*Written problem*
Count the lines in the entries below that contain the word "each". Reply with the number only.

*Data supplied*
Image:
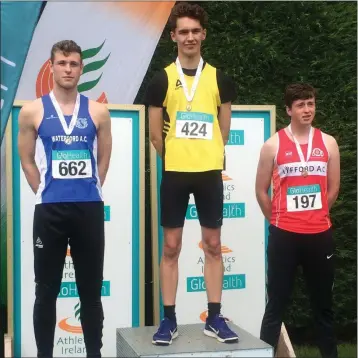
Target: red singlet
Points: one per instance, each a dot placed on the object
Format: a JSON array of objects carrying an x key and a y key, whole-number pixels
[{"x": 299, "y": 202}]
...
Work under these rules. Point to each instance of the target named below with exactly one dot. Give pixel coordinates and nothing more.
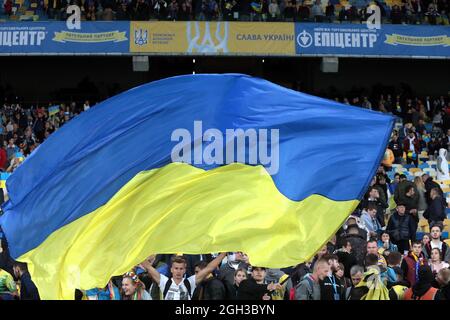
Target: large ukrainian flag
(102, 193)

*Task result*
2